● **Stated exercise**
Convert each line of the data below into a Markdown table with the columns Row and Line, numbering the rows and skipping blank lines. Leave the pictures out.

--- Start of Records supplied ---

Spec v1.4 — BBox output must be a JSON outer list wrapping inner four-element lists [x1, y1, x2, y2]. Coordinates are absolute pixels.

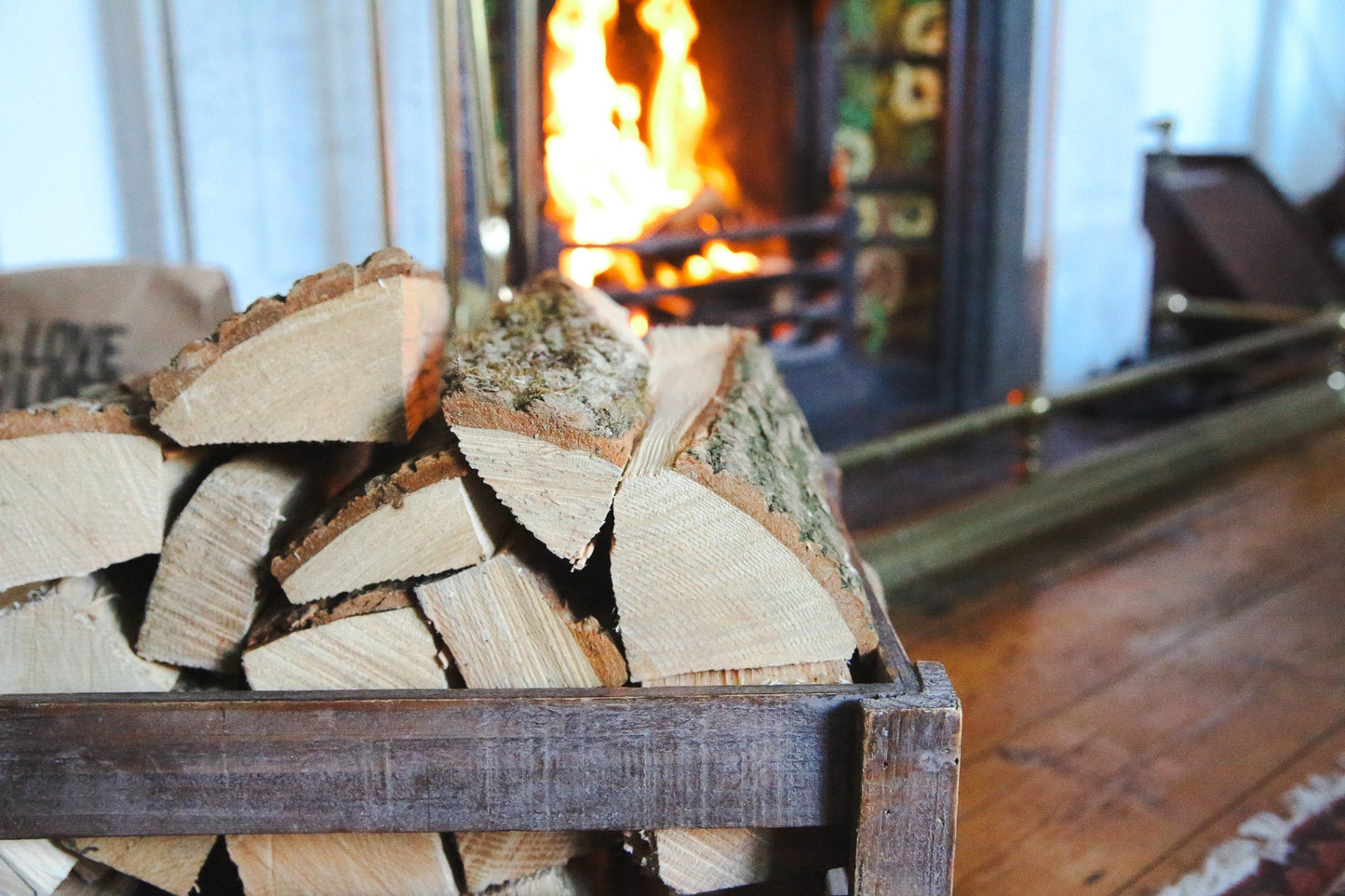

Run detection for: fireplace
[[492, 0, 1030, 444]]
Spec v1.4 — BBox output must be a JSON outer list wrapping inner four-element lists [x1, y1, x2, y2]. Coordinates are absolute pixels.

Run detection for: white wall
[[0, 0, 124, 266], [1029, 0, 1152, 390], [0, 0, 444, 305], [1025, 0, 1345, 389]]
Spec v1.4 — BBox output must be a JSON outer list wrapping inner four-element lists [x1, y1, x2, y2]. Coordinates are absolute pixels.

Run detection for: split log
[[489, 865, 591, 896], [149, 249, 448, 446], [644, 660, 853, 688], [64, 836, 215, 896], [270, 447, 511, 604], [444, 274, 648, 568], [0, 576, 178, 694], [224, 834, 459, 896], [652, 827, 773, 893], [0, 576, 215, 896], [416, 546, 626, 688], [612, 327, 877, 681], [51, 859, 141, 896], [0, 399, 171, 589], [244, 586, 448, 690], [136, 448, 363, 672], [456, 830, 602, 893], [416, 546, 626, 892], [612, 328, 877, 893], [0, 839, 79, 896], [234, 588, 459, 896]]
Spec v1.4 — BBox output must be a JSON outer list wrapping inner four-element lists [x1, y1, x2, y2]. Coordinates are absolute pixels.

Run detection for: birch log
[[612, 328, 877, 681], [416, 548, 626, 892], [444, 274, 648, 567], [0, 399, 169, 591], [149, 249, 448, 446], [612, 328, 877, 893], [234, 589, 459, 896], [0, 576, 215, 896], [270, 447, 511, 604]]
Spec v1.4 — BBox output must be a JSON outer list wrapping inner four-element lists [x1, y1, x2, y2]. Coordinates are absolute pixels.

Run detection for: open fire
[[544, 0, 761, 289]]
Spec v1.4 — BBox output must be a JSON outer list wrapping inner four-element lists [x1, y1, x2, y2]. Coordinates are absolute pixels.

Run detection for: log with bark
[[612, 328, 877, 893], [149, 249, 448, 446], [270, 435, 513, 604], [0, 393, 181, 591], [234, 588, 459, 896], [136, 447, 367, 672], [444, 274, 647, 568], [0, 574, 215, 896]]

--- End of Records supplied ---

● **The response**
| Row | Line |
|---|---|
| 1 | Spec v1.4 — BBox output must be a JSON outer list wrapping inner four-element lists [x1, y1, x2, y2]. Coordinates are absolute pixels. |
| 2 | Run detection for: fireplace |
| 3 | [[492, 0, 1030, 444]] |
| 4 | Spec v1.4 — BBox output must be a JSON outer list wrapping inner four-element lists [x1, y1, x2, y2]. Coordinates are absolute pixels. |
| 5 | Run detection for: white wall |
| 6 | [[0, 0, 124, 266], [1029, 0, 1152, 390], [0, 0, 444, 305], [1025, 0, 1345, 389]] |
| 7 | Spec v1.4 — BBox output must be a JSON outer list wrapping inner four-element lists [x1, y1, x2, y2]. Coordinates are absolute pixels. |
| 8 | Run detection for: split log |
| 9 | [[489, 865, 591, 896], [149, 249, 448, 446], [644, 660, 853, 688], [64, 836, 215, 896], [270, 447, 511, 604], [444, 274, 648, 568], [0, 576, 178, 694], [224, 834, 459, 896], [652, 827, 773, 893], [0, 576, 215, 896], [416, 546, 626, 688], [612, 327, 877, 681], [51, 859, 141, 896], [0, 399, 171, 589], [244, 586, 448, 690], [136, 448, 363, 672], [456, 830, 602, 893], [416, 546, 626, 892], [612, 328, 877, 893], [0, 839, 79, 896], [234, 588, 459, 896]] |
| 10 | Spec v1.4 — BBox output must be a JSON outer list wrapping inner four-element lists [x1, y1, x2, y2]. Coordinates are absolute pixels. |
| 11 | Run detection for: birch log |
| 12 | [[612, 328, 877, 681], [416, 548, 626, 892], [444, 274, 648, 567], [0, 399, 169, 591], [149, 249, 448, 446], [612, 328, 877, 893], [234, 589, 459, 896], [0, 576, 215, 896], [270, 447, 511, 604]] |
| 13 | Spec v1.4 — BBox output must be a JSON outer list wrapping inner four-element lists [x1, y1, x2, y2]. Coordinates are absolute pixels. |
| 14 | Run detection for: open fire |
| 15 | [[544, 0, 761, 289]] |
| 16 | Spec v1.4 — BBox output must be a JSON outer list wrapping inner four-element lists [x1, y1, x2, y2]. Coordinates are absolute pixels. |
| 17 | Run detection for: log with bark |
| 18 | [[612, 328, 877, 893], [149, 249, 448, 446], [270, 435, 513, 604], [0, 393, 181, 591], [234, 588, 459, 896], [136, 447, 367, 672], [444, 274, 647, 568], [0, 574, 215, 896]] |